-- EXCERPTED PASSAGE follows --

The river system of the republic consists of three groups: transboundary, border and local rivers. The transboundary (flowing through two or several countries) rivers include Kur, Ganikh (Alazan), Gabrirri (Iori), Khrami, Arpachay and others. Border rivers (which are in border between two or more countries) include Araz, Samur, Bolgarchay and others. Local rivers are formed and flowing in the territory of the Republic.
The water collection area is supplied by 2 large rivers of the Republic (Kur and Araz), 12 medium rivers, and other small rivers. Only 4 of the local rivers (Pirsaat, Hekericay, Tertçay, and Kurekchay) can be considered as medium rivers.
The mountain rivers flowing from the southern slope of the Greater Caucasus (Balakanchay, Talacay, Kurmukchay, Kishchay, Turyanchay, Goychay, Girdimanchay, etc.) are the left branches of the Kur river, however, flowing from the north-eastern slope (Gusarchay, Gudyalchay, Garachay, Valvalachay, etc.) and the Gobustan rivers (Sumqayitchay, Pirsaat, etc.) are the rivers directed into the Caspian Sea. Moreover, the rivers flowing from the north-eastern slope of the Lesser Caucasus (Zeyamchay, Shamkirchay, Goshagachay, Ganjachay, Kurekchay etc.) flowing from the Karabakh Range (Khachinchay, Terterchay, Gargarchay, etc.) are the right branches of the Kur, however, flowing from the Zangazur Range (Nakhchivanchay, Alinjaychay, Gilanchay, etc) and the rivers flowing from the south-western slope of the Lesser Caucasus (Hekerichay, Guruchay, Kondalanchay etc.) are the left branches of the Araz River.

-- EXCERPTED PASSAGE concluded --
-- RECORDED DATA follows --

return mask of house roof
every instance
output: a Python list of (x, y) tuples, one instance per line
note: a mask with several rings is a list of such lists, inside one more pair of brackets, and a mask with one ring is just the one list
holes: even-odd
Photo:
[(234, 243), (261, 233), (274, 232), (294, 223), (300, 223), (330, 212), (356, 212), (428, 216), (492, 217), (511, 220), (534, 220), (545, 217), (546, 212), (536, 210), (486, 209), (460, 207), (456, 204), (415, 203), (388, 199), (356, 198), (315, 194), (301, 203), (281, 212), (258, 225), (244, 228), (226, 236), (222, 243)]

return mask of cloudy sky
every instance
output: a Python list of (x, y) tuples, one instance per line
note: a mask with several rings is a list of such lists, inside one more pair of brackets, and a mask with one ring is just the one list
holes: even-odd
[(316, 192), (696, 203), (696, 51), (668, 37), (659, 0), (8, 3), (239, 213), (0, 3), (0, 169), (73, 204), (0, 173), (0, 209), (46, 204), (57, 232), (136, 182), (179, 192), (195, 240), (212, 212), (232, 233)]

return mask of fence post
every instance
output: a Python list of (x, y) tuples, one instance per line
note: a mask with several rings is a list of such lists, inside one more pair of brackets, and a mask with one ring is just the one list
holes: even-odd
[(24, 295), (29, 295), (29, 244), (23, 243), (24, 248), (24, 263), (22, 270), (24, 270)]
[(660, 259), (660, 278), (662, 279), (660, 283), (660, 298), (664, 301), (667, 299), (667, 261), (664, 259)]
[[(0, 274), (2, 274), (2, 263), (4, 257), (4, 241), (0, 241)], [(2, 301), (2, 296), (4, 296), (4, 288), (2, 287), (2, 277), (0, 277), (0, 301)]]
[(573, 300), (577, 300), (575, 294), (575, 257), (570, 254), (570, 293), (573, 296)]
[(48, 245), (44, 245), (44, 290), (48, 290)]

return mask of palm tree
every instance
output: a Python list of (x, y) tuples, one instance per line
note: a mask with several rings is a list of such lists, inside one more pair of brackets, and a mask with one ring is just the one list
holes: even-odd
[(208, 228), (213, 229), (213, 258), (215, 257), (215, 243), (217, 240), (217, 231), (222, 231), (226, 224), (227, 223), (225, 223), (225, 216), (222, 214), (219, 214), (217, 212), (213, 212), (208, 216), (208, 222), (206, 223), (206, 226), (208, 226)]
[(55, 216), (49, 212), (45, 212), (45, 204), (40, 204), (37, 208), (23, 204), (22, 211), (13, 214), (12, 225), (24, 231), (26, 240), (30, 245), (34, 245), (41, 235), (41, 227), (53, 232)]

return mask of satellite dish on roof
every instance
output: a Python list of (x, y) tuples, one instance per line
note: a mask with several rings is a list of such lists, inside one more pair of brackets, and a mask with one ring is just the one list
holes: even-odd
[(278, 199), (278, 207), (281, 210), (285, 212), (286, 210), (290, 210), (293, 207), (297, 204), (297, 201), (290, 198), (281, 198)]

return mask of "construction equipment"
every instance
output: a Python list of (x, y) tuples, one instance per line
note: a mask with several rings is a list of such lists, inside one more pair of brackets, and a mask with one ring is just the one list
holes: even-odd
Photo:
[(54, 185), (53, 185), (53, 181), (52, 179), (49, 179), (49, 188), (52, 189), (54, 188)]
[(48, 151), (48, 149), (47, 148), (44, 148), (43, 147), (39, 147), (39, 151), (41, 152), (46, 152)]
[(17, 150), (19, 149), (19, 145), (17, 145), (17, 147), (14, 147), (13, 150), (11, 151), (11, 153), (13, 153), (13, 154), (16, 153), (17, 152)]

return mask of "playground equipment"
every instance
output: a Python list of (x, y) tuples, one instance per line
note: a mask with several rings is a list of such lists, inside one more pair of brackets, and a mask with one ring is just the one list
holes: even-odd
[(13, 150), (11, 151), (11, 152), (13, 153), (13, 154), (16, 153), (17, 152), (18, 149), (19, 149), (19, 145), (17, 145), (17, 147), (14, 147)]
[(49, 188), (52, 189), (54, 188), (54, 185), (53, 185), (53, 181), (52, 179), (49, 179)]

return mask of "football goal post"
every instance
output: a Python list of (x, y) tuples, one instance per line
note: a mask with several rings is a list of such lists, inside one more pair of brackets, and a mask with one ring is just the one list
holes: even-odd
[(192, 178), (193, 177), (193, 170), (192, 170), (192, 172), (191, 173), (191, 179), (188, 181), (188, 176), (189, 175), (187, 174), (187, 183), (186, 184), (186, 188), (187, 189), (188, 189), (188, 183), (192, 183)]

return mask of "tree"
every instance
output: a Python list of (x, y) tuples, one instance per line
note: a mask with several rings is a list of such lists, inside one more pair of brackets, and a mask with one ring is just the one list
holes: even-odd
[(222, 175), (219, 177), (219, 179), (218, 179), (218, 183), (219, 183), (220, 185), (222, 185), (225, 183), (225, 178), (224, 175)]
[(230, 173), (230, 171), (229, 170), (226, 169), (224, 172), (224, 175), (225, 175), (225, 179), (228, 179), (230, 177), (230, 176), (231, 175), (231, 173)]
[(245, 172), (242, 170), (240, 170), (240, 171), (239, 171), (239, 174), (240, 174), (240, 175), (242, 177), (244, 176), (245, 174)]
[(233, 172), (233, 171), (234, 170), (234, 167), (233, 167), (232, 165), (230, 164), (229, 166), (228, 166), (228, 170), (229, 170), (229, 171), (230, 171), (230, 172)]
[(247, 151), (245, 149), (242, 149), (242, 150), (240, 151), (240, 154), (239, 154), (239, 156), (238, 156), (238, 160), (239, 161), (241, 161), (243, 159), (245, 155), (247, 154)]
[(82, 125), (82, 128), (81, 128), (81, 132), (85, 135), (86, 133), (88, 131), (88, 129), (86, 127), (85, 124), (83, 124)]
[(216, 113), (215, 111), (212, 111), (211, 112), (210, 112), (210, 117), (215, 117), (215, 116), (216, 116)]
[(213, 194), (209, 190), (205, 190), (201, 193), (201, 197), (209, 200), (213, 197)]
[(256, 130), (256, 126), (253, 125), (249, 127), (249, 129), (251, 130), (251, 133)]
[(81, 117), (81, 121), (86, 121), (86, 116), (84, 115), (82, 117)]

-- RECORDED DATA concluded --

[EXERCISE TASKS]
A - Using the passage on the republic's rivers, explain in one to three sentences why the Kur is classed as a transboundary river while the Araz is classed as a border river.
B - Answer these questions from the passage on the republic's rivers:
(i) Which two large rivers supply the water collection area?
(ii) Into what body of water are the Gobustan rivers directed?
(iii) To which of the three groups of rivers do the Samur and Bolgarchay belong?
C - Translate this sentence from the passage on the republic's rivers into Spanish: "Local rivers are formed and flowing in the territory of the Republic."
The material is not needed for any of this work.

[TASK RESULTS]
A - The Kur is a transboundary river because transboundary rivers are those flowing through two or several countries. The Araz is a border river because border rivers are those lying on the border between two or more countries.

B -
(i) The Kur and the Araz.
(ii) The Caspian Sea.
(iii) Border rivers.

C - Los ríos locales se forman y fluyen en el territorio de la República.